CONSIGNE DE L'EXERCICE A - Convertis en tableau Markdown les lignes des entrées, depuis la ligne contenant « You are given » jusqu'à la ligne contenant « (1162, 502) » incluse, avec les colonnes « Numéro » et « Ligne de l'entrée ». Omets les lignes vides et laisse les images hors de la réponse.

Dimanche 04 Mars 2018
Traversée du Vercors à ski de fond
54 kilomètres de glisse contrôlée...
L'organisation annonce un événement inoubliable pour cette course en raison de ses 50 ans. Il est vrai qu'on n'a pas tous les jours 50 ans et même si je viens de les passer, c'est plutôt l'aspect touristique qui m'a incité à y participer. Le parcours propose de partir du Plateau de Beure, au dessus du col du Rousset pour rejoindre Herbouilly via la limite ouest des grands plateaux. Après ces trente cinq kilomètres, il en reste dix-huit sur le domaine d'Herbouilly pour rallier l'arrivée.
L'aspect itinérant m'invite aussi! Je n'aurais pas ressenti cet appel pour une course qui fasse plusieurs fois le tour de l'Arselle, mais partir d'un point pour aller à un autre, c'est un peu comme un voyage itinérant à vélo. Ajoutez à cela, les retrouvailles avec des routes goudronnées ou non que j'ai découverte à vélo de route ou à VTT et vous aurez ma motivation pour tenter cette épreuve. J'aime aussi beaucoup le Vercors, avec le grand Veymont, ses forêts, sa végetation différente entre le Sud et le Nord.
Pour l'entrainement, je me suis muni d'un forfait de ski de fond. J'ai aussi dû changer mes chaussures, agées de 20 ans! Étant largement plus cycliste que trailer ou skieur de fond, j'ai voulu prendre des cours, mais les week end se sont enchainés, ne laissant aucune disponibilité pour ces cours. Par contre, ma coach s'est occupée de moi! J'ai appris à skier le plus longtemps sur un ski, d'utiliser les traces pour optimiser les phases de glisse, de faire le canard glissé, de tourner rapidement en sautillant... La prise de vitesse reste mon principal problème... J'ai fait une douzaine de sorties, sans trop d'intensité... La plus longue reste la Royale, longue de 34 kilomètres. Mais les autres sorties étaient plutôt à option gourmande avec le potage au quinoa des Andes au refuge de la Plate ou alors l'omelette forestière aux lardons à l'auberge de la Malaterre. Aujourd'hui, c'est le niveau au dessus, il faut faire 54 kilomètres, avec 1000 mètres d'élévation et... sans aller au restaurant... Un suplice ?

CONSIGNE DE L'EXERCICE B - Dans le texte sur la Traversée du Vercors, quelle a été la plus longue sortie d'entraînement ?

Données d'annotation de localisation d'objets
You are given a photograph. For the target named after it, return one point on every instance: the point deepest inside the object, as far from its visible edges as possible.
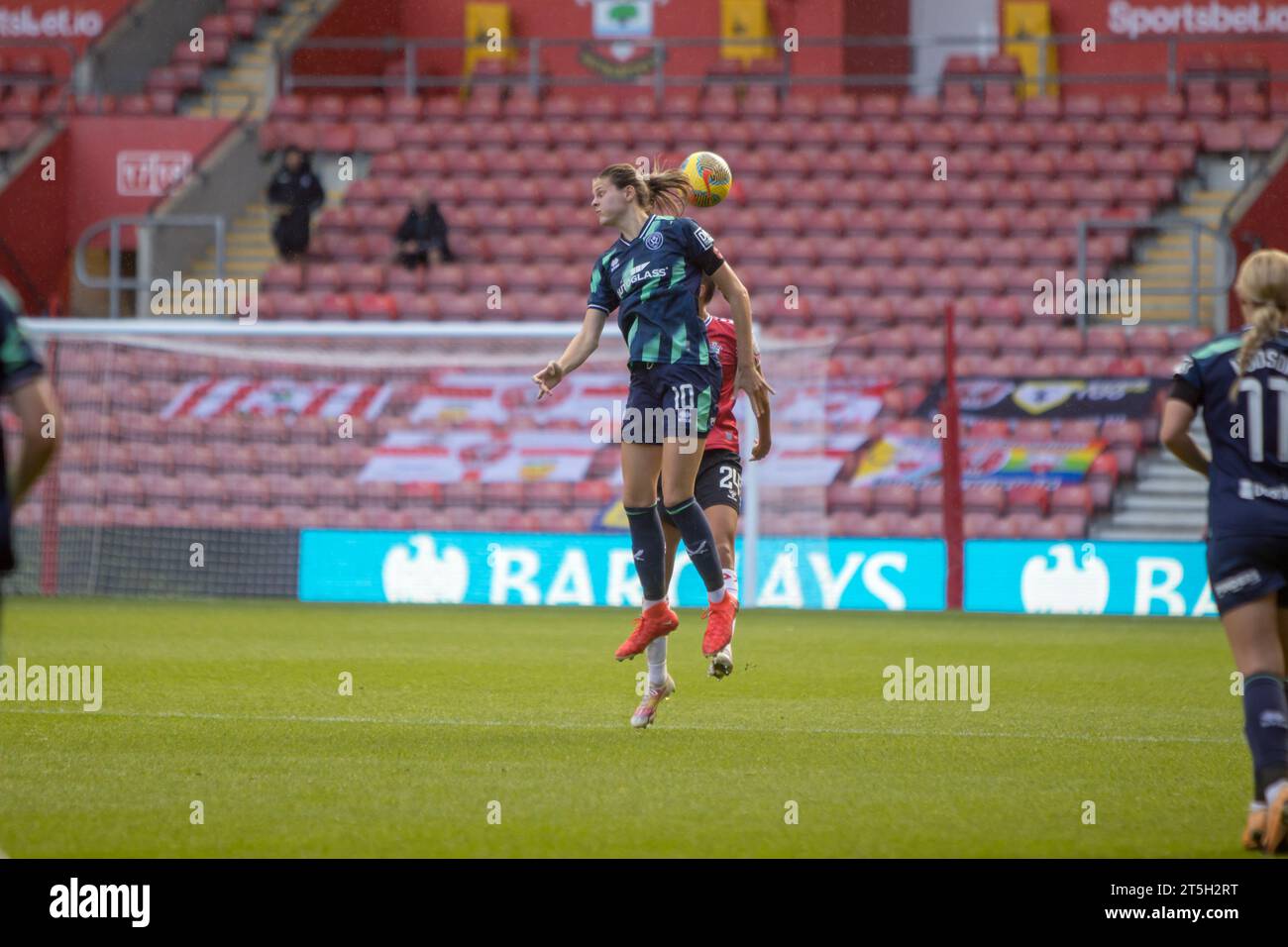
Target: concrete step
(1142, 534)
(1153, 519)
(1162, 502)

* * *

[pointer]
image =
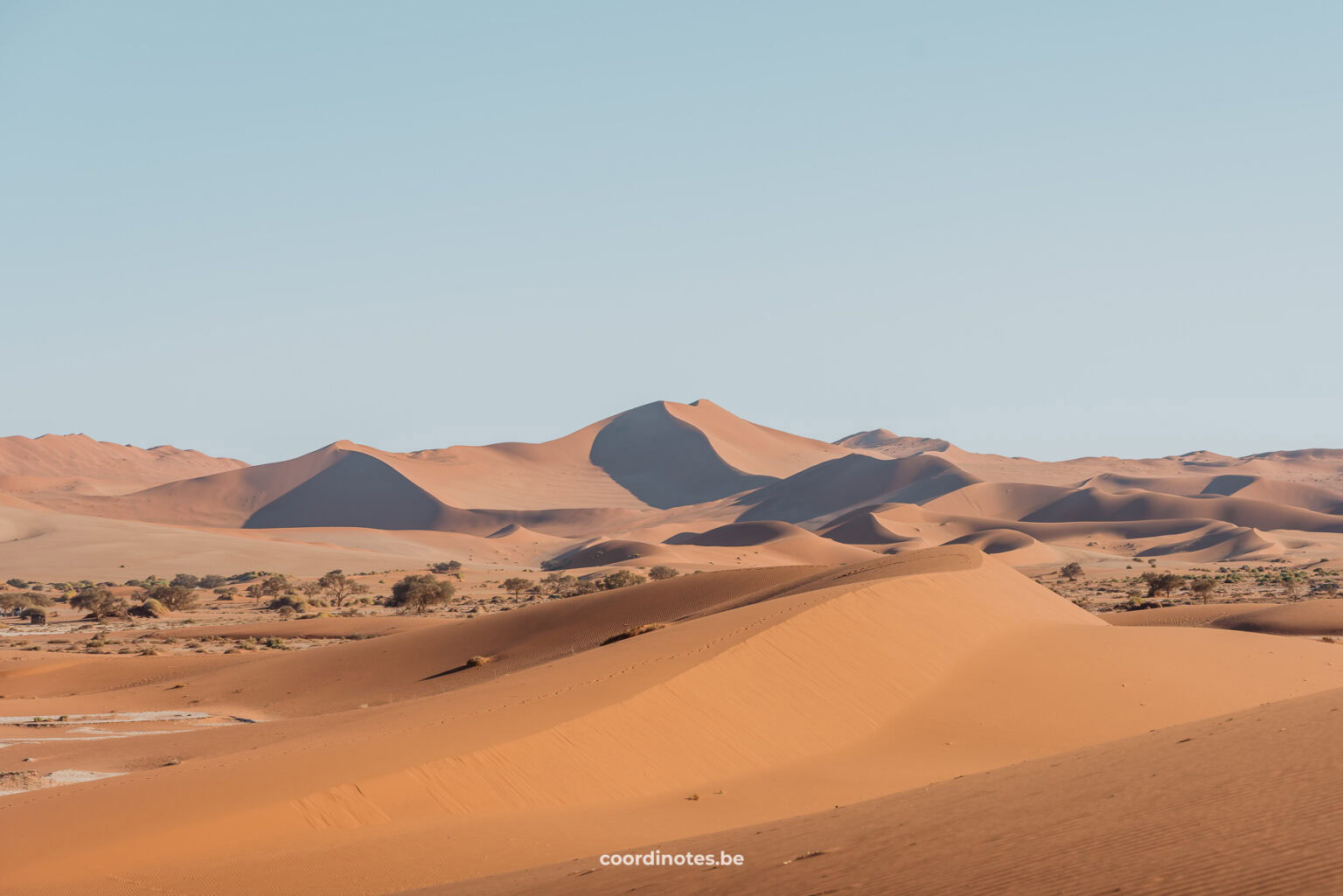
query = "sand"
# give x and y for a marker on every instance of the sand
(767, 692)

RÉPONSE COMPLÈTE A -
| Numéro | Ligne de l'entrée |
|---|---|
| 1 | You are given a photograph. For the target named after it, return one point on every instance: the point deepest inside the object, as far from its visible edges as possible. |
| 2 | Target: concrete step |
| 3 | (1142, 534) |
| 4 | (1153, 519) |
| 5 | (1162, 502) |

RÉPONSE COMPLÈTE B - La Royale, longue de 34 kilomètres.